## begin RAW RECORDS
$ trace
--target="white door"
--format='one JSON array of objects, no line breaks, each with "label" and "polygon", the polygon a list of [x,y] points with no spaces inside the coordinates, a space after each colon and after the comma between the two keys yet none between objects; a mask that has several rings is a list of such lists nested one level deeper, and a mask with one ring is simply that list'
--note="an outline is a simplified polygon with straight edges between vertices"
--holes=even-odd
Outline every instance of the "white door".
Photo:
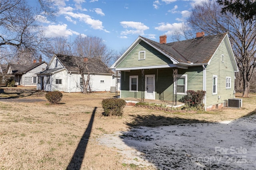
[{"label": "white door", "polygon": [[145,98],[155,100],[155,75],[145,76]]}]

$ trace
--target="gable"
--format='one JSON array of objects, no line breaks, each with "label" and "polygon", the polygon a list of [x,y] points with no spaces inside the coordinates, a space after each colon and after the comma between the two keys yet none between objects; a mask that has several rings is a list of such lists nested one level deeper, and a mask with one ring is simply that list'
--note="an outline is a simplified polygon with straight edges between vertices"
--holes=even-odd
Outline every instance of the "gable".
[{"label": "gable", "polygon": [[[139,59],[139,53],[145,52],[144,59]],[[127,55],[116,68],[160,66],[173,64],[168,57],[144,41],[141,41]]]},{"label": "gable", "polygon": [[[224,56],[224,60],[222,61],[222,55]],[[227,35],[220,43],[208,64],[217,64],[216,66],[224,67],[226,69],[231,69],[231,71],[232,72],[238,71],[236,62]]]}]

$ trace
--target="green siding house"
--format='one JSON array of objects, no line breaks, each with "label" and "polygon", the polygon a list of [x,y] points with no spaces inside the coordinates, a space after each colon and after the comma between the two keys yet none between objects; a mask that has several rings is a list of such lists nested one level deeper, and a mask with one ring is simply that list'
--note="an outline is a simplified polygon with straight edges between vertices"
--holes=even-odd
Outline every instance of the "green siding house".
[{"label": "green siding house", "polygon": [[160,38],[158,43],[139,36],[110,67],[121,72],[120,98],[171,101],[187,90],[203,90],[206,110],[234,98],[238,68],[226,33],[198,33],[171,43]]}]

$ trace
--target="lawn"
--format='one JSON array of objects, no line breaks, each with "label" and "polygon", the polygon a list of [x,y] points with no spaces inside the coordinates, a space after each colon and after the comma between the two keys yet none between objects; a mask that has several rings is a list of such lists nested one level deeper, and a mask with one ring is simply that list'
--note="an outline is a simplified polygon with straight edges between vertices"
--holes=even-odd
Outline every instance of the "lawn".
[{"label": "lawn", "polygon": [[0,97],[45,100],[0,101],[1,169],[154,169],[124,163],[118,149],[101,145],[97,139],[134,127],[233,120],[253,113],[256,100],[251,95],[243,98],[241,109],[209,112],[170,113],[126,106],[122,117],[106,117],[101,102],[114,93],[63,93],[61,103],[51,105],[43,92],[5,92]]}]

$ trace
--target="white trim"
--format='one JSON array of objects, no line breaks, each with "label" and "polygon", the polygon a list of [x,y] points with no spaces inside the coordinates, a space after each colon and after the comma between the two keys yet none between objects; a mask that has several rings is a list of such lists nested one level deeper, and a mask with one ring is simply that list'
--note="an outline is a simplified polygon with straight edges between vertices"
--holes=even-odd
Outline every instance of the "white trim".
[{"label": "white trim", "polygon": [[[152,99],[148,99],[147,96],[147,91],[146,90],[147,88],[147,77],[153,77],[153,98]],[[155,77],[156,76],[155,74],[150,74],[150,75],[145,75],[145,98],[146,99],[152,99],[154,100],[156,96],[155,96]]]},{"label": "white trim", "polygon": [[[215,86],[216,86],[216,88],[215,88],[216,89],[216,92],[215,93],[214,93],[213,92],[213,79],[216,78],[216,81],[215,82]],[[212,75],[212,95],[216,95],[218,93],[218,76],[216,75]]]},{"label": "white trim", "polygon": [[[228,82],[227,82],[227,80],[228,79],[229,79],[229,87],[227,87],[227,83],[228,83]],[[231,88],[231,77],[226,77],[226,84],[225,85],[226,89],[230,89]]]},{"label": "white trim", "polygon": [[[132,90],[132,78],[137,78],[137,84],[136,84],[136,89],[137,89],[137,90],[136,91],[135,90]],[[130,81],[129,82],[129,91],[130,92],[138,92],[138,76],[130,76]]]},{"label": "white trim", "polygon": [[[143,59],[140,59],[140,53],[144,53],[144,58]],[[138,60],[145,60],[145,59],[146,59],[146,51],[139,51],[139,56],[138,56]]]},{"label": "white trim", "polygon": [[[35,83],[34,82],[34,77],[36,78],[36,82]],[[32,84],[37,84],[37,76],[32,76]]]},{"label": "white trim", "polygon": [[168,65],[160,65],[159,66],[144,66],[141,67],[128,67],[125,68],[116,68],[116,70],[140,70],[141,69],[151,69],[151,68],[172,68],[172,67],[178,67],[180,68],[188,69],[188,67],[186,66],[178,65],[176,64],[170,64]]},{"label": "white trim", "polygon": [[[185,78],[185,88],[184,88],[184,93],[179,93],[177,92],[177,94],[182,94],[182,95],[186,95],[187,94],[187,91],[188,91],[188,74],[178,74],[177,76],[177,78],[180,78],[181,77],[184,77]],[[174,83],[174,86],[176,86],[177,85],[177,81]],[[175,94],[176,92],[175,89],[174,89],[173,91],[174,94]]]}]

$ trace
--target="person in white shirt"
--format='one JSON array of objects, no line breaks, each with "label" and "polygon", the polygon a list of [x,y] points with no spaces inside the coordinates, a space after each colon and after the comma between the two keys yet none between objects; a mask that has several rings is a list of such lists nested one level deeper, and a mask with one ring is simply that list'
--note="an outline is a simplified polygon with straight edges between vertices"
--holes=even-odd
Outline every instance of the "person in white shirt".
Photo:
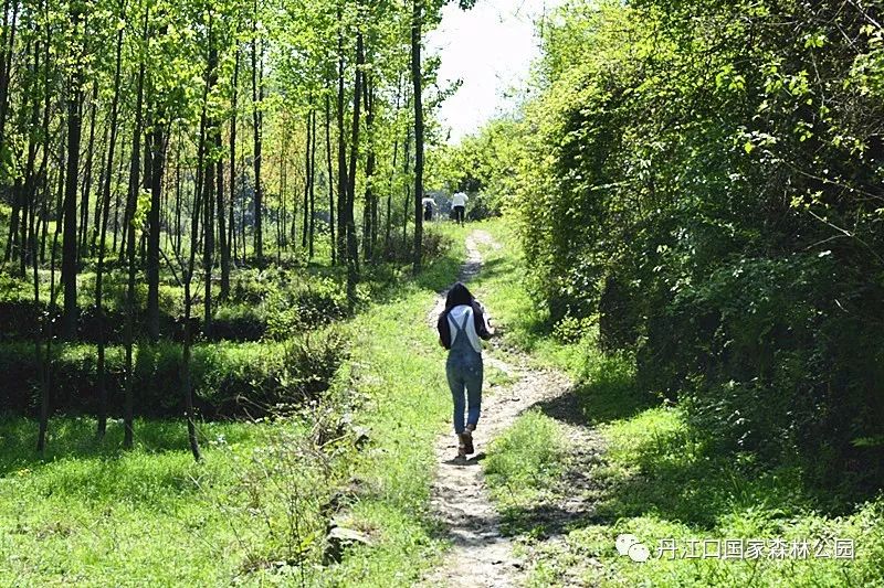
[{"label": "person in white shirt", "polygon": [[482,411],[482,340],[491,339],[494,330],[485,309],[461,282],[449,290],[436,329],[439,342],[449,350],[445,376],[454,402],[457,458],[464,459],[475,452],[473,431]]},{"label": "person in white shirt", "polygon": [[470,196],[464,194],[463,192],[457,192],[453,196],[451,196],[451,205],[454,206],[454,220],[463,225],[464,217],[466,214],[466,203],[470,201]]},{"label": "person in white shirt", "polygon": [[423,206],[423,220],[428,223],[433,220],[433,209],[435,209],[435,201],[431,199],[428,194],[423,195],[423,200],[421,200],[421,206]]}]

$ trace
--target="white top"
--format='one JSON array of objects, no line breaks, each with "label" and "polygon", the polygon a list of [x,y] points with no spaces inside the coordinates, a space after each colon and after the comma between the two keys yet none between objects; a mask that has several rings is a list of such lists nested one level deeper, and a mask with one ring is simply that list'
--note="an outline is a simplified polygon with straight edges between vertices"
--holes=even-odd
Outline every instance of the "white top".
[{"label": "white top", "polygon": [[[464,314],[469,314],[470,317],[466,320],[466,338],[470,340],[470,344],[473,345],[473,349],[476,350],[476,353],[482,353],[482,340],[478,338],[478,333],[476,333],[476,322],[475,319],[473,319],[473,309],[466,304],[454,307],[451,309],[451,312],[449,312],[451,344],[453,345],[454,340],[457,338],[457,327],[463,324]],[[488,327],[488,313],[483,311],[483,318],[485,319],[485,329],[490,331],[491,328]]]},{"label": "white top", "polygon": [[463,192],[457,192],[453,196],[451,196],[451,204],[453,206],[466,206],[466,202],[470,200],[470,196],[464,194]]}]

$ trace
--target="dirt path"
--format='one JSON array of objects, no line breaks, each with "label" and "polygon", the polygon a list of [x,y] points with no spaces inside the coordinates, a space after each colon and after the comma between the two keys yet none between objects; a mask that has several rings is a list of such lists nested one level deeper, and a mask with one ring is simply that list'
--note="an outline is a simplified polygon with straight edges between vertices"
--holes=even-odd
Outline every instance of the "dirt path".
[{"label": "dirt path", "polygon": [[[482,269],[480,245],[499,247],[484,231],[474,231],[466,239],[467,259],[461,280],[467,281]],[[444,309],[440,297],[428,314],[428,323]],[[512,353],[508,355],[512,357]],[[435,443],[439,470],[432,485],[431,504],[434,516],[444,525],[452,549],[442,565],[425,578],[427,586],[518,586],[526,562],[513,556],[512,539],[501,532],[501,518],[495,511],[482,473],[481,460],[488,441],[513,424],[532,406],[555,406],[568,398],[571,383],[562,374],[533,370],[527,357],[516,355],[516,362],[494,356],[494,349],[484,352],[486,365],[493,365],[516,379],[506,387],[486,389],[482,419],[473,439],[478,453],[466,461],[456,461],[457,441],[451,430]],[[513,360],[511,360],[513,361]],[[566,403],[567,404],[567,403]],[[579,509],[578,509],[579,510]]]}]

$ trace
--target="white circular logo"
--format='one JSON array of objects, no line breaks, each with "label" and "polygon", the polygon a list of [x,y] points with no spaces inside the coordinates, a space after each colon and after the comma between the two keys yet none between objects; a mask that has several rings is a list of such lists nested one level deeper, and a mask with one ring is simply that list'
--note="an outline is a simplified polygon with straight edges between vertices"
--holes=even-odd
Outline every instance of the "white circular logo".
[{"label": "white circular logo", "polygon": [[643,564],[651,557],[651,552],[643,543],[633,543],[629,548],[629,558]]},{"label": "white circular logo", "polygon": [[617,553],[620,555],[629,554],[629,548],[639,543],[639,537],[624,533],[617,536]]}]

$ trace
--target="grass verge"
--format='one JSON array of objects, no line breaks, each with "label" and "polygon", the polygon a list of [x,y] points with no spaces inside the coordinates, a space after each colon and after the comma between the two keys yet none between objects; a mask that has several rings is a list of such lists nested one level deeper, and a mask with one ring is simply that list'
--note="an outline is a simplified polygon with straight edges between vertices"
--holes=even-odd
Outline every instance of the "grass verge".
[{"label": "grass verge", "polygon": [[[636,387],[630,357],[599,353],[591,330],[573,336],[573,329],[545,325],[525,284],[512,279],[525,275],[512,227],[503,220],[484,228],[502,247],[483,252],[491,270],[476,293],[506,345],[571,374],[581,411],[572,417],[593,426],[607,448],[581,472],[592,480],[588,507],[549,535],[533,524],[535,512],[572,498],[555,463],[568,458],[534,456],[555,446],[566,425],[529,413],[493,445],[488,483],[505,518],[517,523],[508,528],[530,562],[530,586],[884,586],[884,500],[827,514],[796,469],[716,453],[681,409]],[[618,553],[623,533],[645,544],[648,562]],[[842,549],[850,543],[841,539],[852,539],[852,558],[843,550],[835,557],[836,539]]]},{"label": "grass verge", "polygon": [[[351,355],[325,402],[284,420],[201,424],[201,463],[177,420],[138,420],[123,451],[117,421],[98,442],[93,419],[53,418],[43,457],[32,420],[0,420],[0,585],[419,578],[442,548],[427,513],[450,405],[427,314],[464,256],[463,229],[444,231],[451,252],[341,325]],[[333,516],[369,544],[323,563]]]}]

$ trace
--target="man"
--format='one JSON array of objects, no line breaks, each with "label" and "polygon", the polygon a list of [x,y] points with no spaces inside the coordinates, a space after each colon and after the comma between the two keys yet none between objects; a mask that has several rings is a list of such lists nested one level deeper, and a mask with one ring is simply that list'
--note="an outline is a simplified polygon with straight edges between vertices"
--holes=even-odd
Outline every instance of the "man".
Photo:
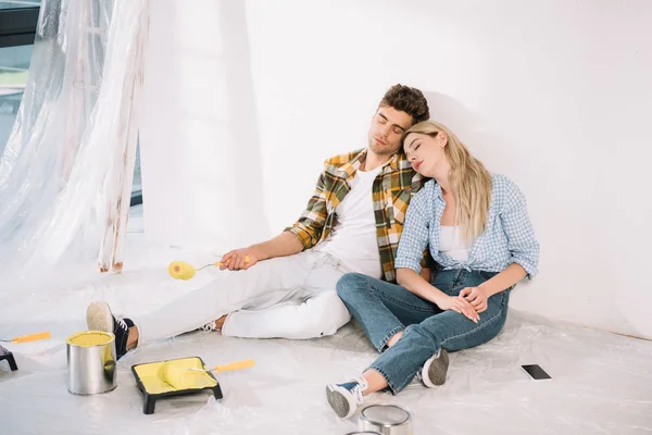
[{"label": "man", "polygon": [[418,89],[392,86],[372,119],[367,148],[326,160],[299,221],[271,240],[223,257],[223,270],[240,272],[135,321],[113,315],[104,301],[92,302],[88,328],[113,332],[117,358],[146,341],[199,327],[251,338],[335,334],[351,319],[335,291],[344,273],[396,281],[405,211],[422,185],[401,138],[427,119],[428,103]]}]

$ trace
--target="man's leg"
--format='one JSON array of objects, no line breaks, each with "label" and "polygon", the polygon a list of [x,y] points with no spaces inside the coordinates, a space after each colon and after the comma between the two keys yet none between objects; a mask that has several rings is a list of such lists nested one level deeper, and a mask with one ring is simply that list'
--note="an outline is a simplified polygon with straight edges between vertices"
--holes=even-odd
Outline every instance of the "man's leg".
[{"label": "man's leg", "polygon": [[305,339],[333,335],[351,320],[335,293],[337,281],[347,272],[339,261],[315,252],[310,274],[298,296],[302,303],[285,303],[264,310],[230,313],[222,334],[246,338]]},{"label": "man's leg", "polygon": [[333,335],[351,315],[335,290],[319,293],[302,303],[230,313],[222,334],[243,338],[306,339]]},{"label": "man's leg", "polygon": [[[134,319],[138,345],[173,337],[197,330],[222,315],[238,310],[255,300],[258,307],[271,307],[291,298],[299,291],[310,273],[310,252],[261,261],[255,266],[239,272],[190,291],[176,300]],[[92,306],[92,304],[91,304]],[[89,308],[89,312],[90,312]],[[109,311],[108,315],[112,316]],[[88,316],[90,328],[104,331],[115,323],[105,311]],[[117,322],[120,323],[120,322]],[[100,326],[97,326],[100,325]],[[134,331],[129,331],[133,335]]]}]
## end RAW RECORDS
◆ REQUIRED WORK
Extract every line from the items above that contains the word "house", and copy each one in full.

◆ EXPECTED ANSWER
--target="green siding house"
Outline every instance of the "green siding house".
[{"label": "green siding house", "polygon": [[160,38],[158,43],[139,36],[110,67],[121,72],[120,98],[171,101],[187,90],[203,90],[206,110],[234,98],[238,68],[226,33],[198,33],[171,43]]}]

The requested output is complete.